(Source data)
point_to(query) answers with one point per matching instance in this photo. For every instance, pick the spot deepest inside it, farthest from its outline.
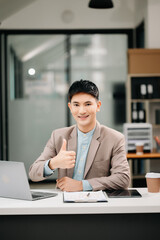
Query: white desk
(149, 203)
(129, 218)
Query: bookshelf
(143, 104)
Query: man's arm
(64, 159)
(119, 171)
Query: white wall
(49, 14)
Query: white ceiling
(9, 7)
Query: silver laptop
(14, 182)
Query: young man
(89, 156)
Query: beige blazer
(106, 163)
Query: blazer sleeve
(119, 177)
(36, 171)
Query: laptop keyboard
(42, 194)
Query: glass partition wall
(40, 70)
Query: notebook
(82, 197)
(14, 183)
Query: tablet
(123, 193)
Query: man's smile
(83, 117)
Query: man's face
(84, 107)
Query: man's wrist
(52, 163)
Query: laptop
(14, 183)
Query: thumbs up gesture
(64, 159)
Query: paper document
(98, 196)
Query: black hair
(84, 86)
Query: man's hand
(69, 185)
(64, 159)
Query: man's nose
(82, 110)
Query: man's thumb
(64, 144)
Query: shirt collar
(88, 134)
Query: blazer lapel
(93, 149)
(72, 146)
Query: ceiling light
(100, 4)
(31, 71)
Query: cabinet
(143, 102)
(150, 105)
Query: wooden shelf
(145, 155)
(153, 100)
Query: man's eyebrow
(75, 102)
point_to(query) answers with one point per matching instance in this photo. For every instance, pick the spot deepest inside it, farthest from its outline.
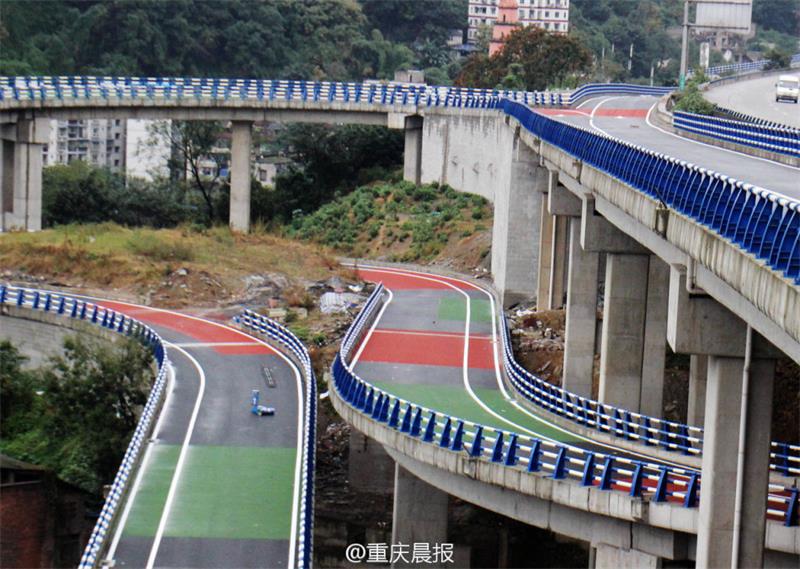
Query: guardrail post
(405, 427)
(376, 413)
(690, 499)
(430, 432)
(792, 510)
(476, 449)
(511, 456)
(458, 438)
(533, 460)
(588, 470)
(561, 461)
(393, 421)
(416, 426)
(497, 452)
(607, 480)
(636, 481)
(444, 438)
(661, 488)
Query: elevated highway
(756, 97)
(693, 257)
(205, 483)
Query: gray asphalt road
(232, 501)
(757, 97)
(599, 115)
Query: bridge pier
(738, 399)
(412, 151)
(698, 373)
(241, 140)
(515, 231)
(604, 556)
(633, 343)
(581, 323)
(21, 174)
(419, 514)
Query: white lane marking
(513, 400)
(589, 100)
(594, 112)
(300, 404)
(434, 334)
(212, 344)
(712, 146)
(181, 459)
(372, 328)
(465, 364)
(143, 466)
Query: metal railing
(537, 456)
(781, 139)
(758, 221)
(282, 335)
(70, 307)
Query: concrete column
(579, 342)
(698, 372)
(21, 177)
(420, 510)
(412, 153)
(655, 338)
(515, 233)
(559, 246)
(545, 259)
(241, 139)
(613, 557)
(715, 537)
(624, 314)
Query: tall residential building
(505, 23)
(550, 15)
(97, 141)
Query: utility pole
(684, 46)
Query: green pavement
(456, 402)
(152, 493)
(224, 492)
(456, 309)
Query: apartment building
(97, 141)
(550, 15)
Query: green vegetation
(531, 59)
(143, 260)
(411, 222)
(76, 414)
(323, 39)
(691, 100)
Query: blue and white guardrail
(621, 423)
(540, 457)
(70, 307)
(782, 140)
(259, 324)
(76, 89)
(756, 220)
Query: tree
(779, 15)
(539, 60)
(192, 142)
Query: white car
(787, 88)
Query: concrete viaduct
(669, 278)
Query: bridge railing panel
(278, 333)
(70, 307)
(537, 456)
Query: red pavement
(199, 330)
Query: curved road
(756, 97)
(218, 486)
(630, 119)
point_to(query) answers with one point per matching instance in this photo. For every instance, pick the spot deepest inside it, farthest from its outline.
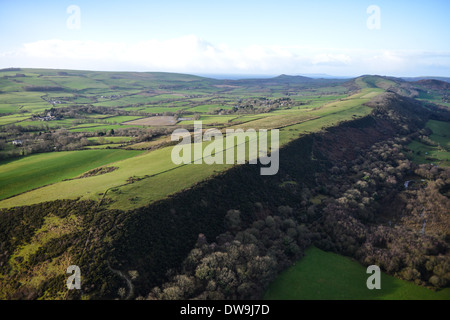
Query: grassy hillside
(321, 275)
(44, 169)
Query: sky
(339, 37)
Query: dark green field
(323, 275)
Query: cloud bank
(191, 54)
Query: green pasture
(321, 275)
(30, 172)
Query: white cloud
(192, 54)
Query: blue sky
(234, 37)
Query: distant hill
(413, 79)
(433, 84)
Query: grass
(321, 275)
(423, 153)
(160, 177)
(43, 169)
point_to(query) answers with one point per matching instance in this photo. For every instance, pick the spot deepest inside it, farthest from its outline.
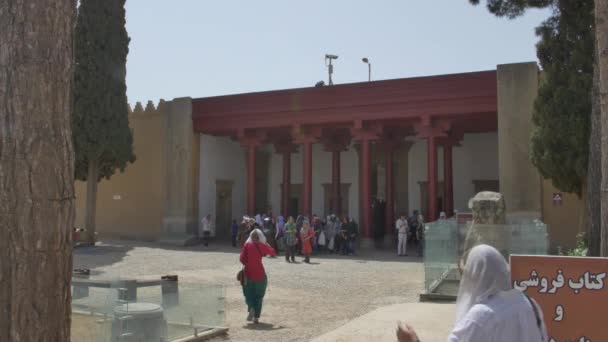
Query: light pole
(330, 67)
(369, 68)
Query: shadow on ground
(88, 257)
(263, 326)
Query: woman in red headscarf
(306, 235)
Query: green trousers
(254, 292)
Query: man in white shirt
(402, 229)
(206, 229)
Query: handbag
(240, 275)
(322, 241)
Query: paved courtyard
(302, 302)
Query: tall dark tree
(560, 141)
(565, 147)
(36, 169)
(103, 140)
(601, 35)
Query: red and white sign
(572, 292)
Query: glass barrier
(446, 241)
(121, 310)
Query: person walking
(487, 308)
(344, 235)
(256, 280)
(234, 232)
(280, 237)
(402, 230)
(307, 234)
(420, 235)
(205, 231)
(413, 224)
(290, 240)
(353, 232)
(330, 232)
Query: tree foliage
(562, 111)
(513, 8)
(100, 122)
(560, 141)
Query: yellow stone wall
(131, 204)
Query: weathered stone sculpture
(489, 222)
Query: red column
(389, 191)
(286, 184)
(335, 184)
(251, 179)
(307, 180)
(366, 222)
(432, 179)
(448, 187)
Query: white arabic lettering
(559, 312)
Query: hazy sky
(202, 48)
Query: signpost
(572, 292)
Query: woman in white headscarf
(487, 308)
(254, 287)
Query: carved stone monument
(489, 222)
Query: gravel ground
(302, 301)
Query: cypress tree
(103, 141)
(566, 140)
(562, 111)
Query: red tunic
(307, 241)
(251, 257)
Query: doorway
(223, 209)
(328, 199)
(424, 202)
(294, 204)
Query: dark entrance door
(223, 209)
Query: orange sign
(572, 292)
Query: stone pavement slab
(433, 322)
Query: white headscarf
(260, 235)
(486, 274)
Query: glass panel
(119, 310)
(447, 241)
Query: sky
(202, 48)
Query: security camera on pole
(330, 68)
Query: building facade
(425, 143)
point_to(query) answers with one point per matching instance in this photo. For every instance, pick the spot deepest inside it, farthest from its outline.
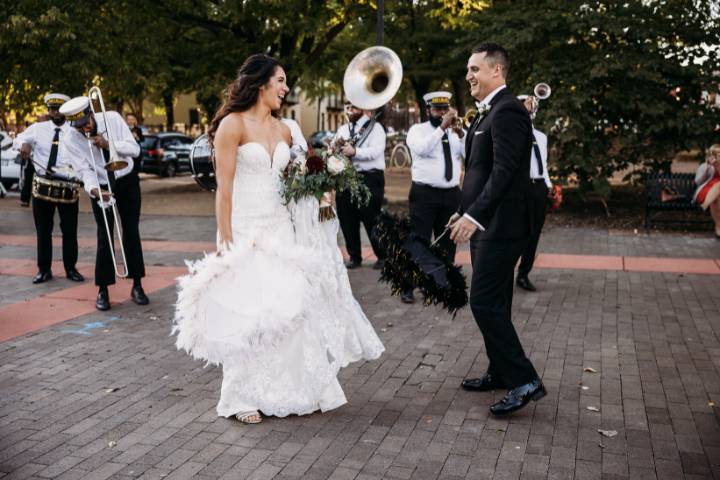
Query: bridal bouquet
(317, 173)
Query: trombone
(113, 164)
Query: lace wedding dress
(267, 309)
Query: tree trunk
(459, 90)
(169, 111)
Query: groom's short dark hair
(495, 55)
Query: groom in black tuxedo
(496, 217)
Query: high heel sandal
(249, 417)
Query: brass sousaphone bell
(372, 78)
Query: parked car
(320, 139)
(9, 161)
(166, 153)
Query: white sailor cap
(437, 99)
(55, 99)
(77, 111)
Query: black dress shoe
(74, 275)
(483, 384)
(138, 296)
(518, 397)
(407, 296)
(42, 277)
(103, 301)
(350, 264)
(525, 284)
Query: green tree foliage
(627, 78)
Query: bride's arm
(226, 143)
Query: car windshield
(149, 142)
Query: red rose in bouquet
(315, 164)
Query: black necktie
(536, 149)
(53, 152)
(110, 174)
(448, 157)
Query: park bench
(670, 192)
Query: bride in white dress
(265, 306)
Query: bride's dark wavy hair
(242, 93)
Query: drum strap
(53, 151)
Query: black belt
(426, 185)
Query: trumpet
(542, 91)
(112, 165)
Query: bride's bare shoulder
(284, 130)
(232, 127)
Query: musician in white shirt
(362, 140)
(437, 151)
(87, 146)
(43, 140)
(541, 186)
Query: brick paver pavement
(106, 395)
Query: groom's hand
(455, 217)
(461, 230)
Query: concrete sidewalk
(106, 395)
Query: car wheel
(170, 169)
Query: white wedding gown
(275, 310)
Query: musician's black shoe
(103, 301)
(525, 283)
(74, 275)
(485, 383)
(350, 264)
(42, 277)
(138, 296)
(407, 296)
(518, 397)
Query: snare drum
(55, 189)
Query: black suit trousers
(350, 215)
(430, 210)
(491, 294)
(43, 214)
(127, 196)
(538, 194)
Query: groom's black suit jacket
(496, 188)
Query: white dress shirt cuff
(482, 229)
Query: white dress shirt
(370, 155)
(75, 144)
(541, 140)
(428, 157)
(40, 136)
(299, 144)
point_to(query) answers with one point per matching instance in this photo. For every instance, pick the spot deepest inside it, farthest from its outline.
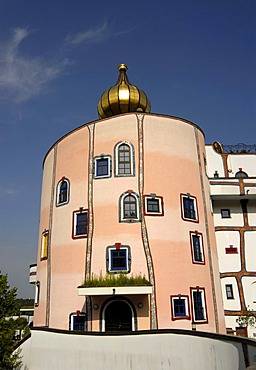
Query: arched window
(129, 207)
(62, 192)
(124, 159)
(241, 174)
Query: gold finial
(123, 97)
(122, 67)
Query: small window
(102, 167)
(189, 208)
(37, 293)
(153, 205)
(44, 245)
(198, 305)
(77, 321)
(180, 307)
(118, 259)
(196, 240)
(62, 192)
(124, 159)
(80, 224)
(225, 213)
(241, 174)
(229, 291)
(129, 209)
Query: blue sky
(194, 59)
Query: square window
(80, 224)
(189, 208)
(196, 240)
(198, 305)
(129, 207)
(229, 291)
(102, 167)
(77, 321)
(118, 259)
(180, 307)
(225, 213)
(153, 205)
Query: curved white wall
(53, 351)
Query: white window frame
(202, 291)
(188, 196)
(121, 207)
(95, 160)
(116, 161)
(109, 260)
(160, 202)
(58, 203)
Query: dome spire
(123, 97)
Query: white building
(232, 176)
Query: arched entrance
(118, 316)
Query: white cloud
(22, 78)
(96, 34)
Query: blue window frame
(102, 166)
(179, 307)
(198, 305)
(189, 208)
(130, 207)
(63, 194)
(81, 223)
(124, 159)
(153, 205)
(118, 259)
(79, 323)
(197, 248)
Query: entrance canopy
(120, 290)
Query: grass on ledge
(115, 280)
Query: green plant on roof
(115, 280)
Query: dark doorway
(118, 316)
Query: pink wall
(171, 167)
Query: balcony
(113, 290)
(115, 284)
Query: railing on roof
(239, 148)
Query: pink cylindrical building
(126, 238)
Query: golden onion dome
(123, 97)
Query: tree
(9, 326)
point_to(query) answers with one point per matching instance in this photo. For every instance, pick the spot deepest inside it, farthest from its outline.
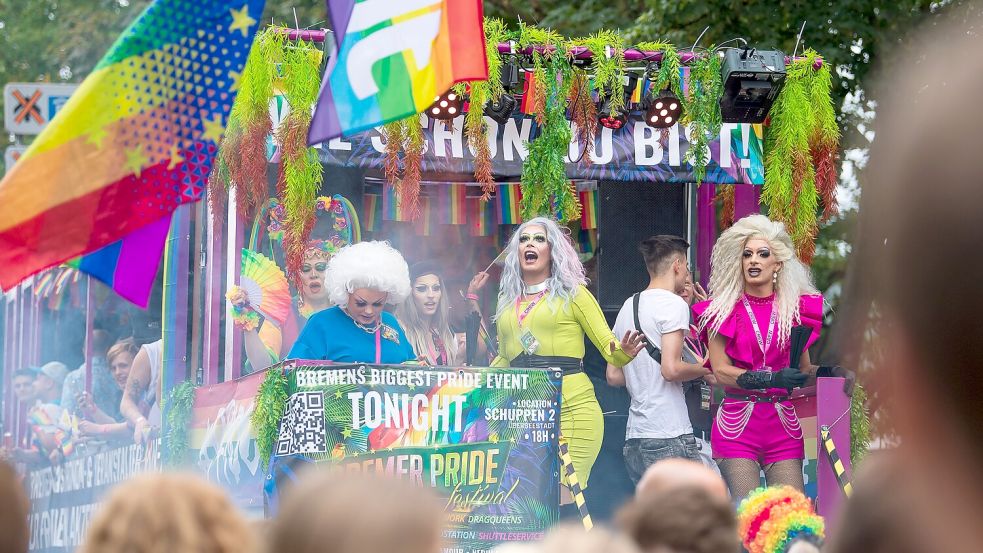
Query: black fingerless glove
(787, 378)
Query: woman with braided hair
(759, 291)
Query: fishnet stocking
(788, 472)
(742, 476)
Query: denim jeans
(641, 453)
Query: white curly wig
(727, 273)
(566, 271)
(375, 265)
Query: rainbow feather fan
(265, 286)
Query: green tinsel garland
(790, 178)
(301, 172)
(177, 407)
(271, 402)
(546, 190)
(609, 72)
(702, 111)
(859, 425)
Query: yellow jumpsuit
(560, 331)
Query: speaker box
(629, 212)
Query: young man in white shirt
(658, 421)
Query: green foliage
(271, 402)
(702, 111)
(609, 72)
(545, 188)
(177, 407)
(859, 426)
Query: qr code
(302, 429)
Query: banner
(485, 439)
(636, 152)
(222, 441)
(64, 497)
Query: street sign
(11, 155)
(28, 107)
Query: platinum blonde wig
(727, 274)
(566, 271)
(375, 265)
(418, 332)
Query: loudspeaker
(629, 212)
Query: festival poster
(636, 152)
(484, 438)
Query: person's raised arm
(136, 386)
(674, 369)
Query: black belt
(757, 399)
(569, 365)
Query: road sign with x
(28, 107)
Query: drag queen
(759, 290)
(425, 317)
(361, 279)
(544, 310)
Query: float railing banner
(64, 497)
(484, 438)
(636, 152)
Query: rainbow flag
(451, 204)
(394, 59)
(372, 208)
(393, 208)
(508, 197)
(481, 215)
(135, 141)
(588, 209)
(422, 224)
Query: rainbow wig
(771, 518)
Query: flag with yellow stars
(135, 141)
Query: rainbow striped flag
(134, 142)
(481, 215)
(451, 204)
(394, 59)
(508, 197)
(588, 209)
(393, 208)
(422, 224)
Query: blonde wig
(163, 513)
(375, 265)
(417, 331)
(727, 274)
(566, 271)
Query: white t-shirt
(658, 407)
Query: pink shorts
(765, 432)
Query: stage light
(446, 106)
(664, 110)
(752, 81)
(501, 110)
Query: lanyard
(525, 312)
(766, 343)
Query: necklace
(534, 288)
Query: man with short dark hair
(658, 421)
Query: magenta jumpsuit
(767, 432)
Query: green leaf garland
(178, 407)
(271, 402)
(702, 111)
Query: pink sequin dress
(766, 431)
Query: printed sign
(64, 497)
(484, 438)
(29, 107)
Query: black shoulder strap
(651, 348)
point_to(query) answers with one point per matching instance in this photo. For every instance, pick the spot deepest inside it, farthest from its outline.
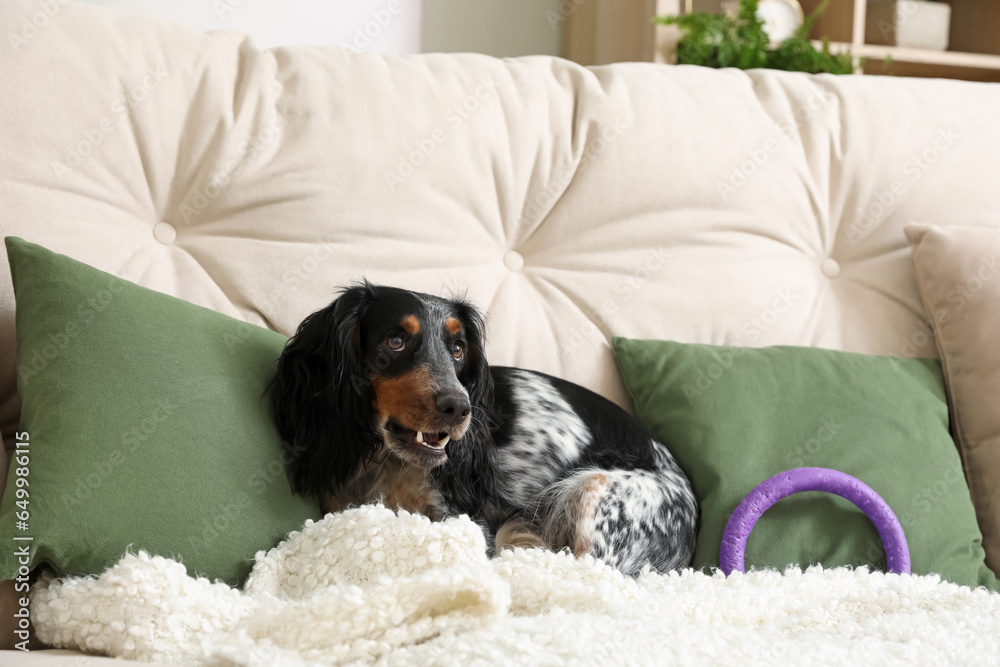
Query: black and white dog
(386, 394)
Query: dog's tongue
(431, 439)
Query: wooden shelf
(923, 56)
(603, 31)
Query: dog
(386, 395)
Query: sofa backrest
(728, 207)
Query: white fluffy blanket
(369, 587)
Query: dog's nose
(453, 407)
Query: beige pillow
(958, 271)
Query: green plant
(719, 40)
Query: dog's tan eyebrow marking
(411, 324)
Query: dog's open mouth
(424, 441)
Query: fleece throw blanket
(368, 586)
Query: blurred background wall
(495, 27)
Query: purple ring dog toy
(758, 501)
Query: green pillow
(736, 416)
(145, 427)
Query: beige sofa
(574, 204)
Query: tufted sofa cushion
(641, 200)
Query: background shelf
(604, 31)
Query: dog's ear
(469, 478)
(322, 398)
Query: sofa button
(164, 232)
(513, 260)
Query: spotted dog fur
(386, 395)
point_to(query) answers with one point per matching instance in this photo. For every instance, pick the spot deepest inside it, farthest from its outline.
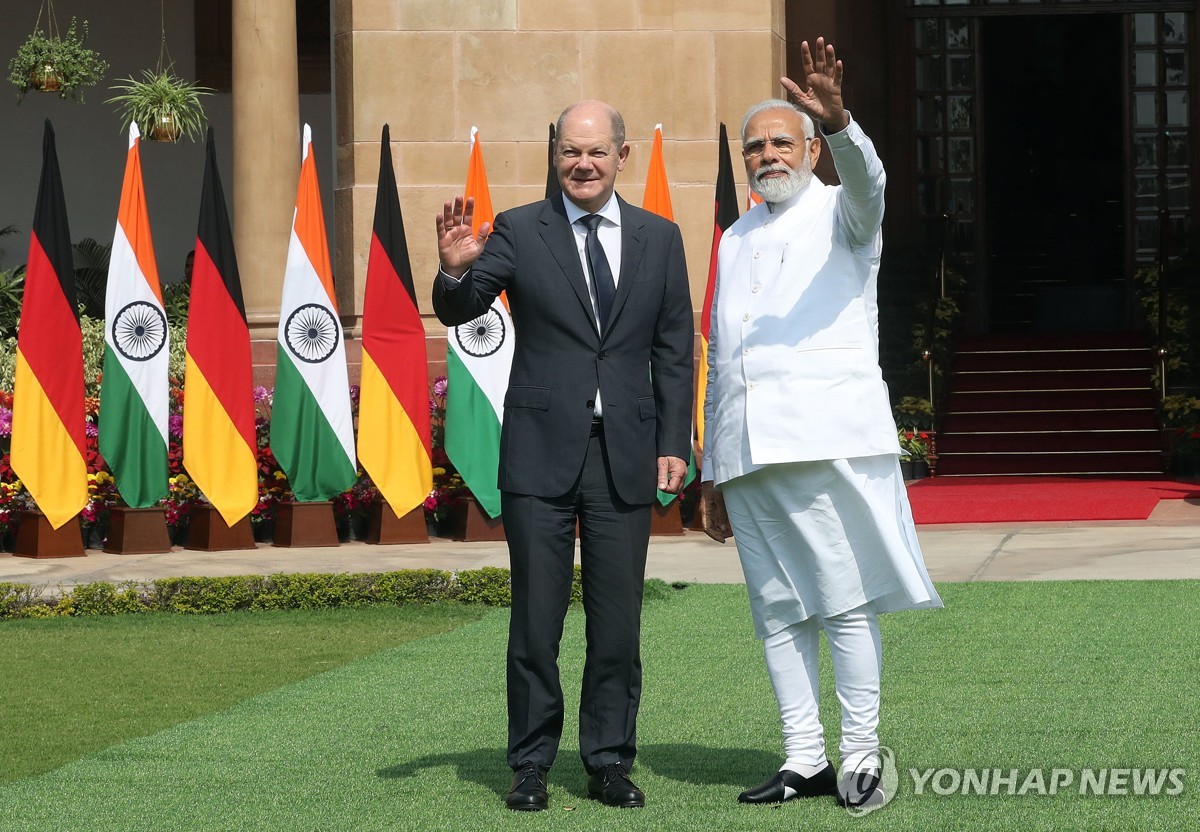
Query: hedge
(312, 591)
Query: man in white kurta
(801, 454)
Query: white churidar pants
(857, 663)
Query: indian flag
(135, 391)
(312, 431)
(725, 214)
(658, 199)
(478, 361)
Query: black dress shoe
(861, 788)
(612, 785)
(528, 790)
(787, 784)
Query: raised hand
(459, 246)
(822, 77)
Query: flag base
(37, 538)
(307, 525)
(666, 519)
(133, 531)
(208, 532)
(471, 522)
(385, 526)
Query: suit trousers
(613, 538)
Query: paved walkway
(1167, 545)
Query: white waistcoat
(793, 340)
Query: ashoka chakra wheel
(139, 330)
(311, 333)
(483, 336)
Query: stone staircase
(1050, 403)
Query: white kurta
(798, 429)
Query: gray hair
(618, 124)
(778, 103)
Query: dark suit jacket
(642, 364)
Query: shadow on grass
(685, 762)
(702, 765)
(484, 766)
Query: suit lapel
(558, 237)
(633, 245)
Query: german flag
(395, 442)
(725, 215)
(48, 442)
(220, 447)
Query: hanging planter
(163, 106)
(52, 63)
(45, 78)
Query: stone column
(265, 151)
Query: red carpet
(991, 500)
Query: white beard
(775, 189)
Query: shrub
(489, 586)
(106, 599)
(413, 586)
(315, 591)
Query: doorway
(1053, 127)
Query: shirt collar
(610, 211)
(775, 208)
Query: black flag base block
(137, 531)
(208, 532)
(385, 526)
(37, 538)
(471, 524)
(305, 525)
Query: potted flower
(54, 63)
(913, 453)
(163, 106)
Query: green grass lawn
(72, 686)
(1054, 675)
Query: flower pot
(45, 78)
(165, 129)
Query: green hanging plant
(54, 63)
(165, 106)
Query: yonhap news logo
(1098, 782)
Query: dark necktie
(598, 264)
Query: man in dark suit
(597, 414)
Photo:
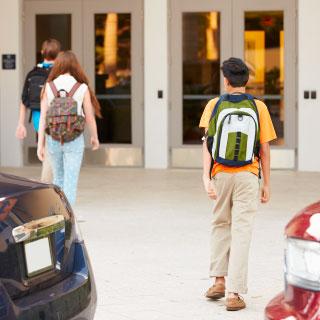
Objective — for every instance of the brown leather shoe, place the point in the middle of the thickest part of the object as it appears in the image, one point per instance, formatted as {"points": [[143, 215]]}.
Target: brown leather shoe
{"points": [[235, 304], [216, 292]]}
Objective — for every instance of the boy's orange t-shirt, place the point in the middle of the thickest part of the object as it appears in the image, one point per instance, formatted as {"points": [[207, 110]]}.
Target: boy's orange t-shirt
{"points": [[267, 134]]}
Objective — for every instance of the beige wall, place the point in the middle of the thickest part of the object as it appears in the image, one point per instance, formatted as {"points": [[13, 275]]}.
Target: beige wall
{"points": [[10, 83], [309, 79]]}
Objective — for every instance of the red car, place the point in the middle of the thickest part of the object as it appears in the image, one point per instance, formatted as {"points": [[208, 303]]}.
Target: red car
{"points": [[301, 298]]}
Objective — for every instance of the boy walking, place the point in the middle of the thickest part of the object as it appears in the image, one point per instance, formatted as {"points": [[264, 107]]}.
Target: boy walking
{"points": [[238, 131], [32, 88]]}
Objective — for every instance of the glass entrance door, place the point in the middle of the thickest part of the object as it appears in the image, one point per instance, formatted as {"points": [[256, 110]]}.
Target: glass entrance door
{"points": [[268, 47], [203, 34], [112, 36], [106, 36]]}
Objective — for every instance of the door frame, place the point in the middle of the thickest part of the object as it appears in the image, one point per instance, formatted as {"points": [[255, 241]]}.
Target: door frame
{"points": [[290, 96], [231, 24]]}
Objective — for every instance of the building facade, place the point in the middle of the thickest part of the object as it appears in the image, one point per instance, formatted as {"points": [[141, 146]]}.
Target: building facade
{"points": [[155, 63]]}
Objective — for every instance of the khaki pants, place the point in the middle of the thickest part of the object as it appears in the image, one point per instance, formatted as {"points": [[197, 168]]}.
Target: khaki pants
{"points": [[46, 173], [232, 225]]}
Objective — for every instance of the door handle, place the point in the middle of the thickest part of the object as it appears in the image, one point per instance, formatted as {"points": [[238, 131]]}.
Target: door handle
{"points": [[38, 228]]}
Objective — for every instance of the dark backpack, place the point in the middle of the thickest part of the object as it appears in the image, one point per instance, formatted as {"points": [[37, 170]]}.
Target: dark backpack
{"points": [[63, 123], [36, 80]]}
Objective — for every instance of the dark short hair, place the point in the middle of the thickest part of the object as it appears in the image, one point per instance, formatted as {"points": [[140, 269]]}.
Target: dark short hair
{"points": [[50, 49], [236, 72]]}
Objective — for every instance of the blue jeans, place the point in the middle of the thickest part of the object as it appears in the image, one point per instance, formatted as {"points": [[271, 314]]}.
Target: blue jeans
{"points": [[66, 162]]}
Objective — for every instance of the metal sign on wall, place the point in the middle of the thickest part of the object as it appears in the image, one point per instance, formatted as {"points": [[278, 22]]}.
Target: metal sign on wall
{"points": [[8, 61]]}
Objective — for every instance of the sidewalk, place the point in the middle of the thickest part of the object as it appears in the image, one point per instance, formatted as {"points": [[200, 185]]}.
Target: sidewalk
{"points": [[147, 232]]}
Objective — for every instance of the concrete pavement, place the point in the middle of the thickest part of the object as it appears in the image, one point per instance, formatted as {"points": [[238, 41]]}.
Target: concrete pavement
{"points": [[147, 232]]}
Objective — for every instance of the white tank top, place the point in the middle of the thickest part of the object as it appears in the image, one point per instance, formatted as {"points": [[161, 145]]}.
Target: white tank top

### Exercise directions
List every line above containing the word "tank".

### Answer space
Objective — for every instance of the white tank top, place the point in the middle of the thickest part of the object as it appears in the image, one point per instance, formatted as {"points": [[161, 145]]}.
Target: white tank top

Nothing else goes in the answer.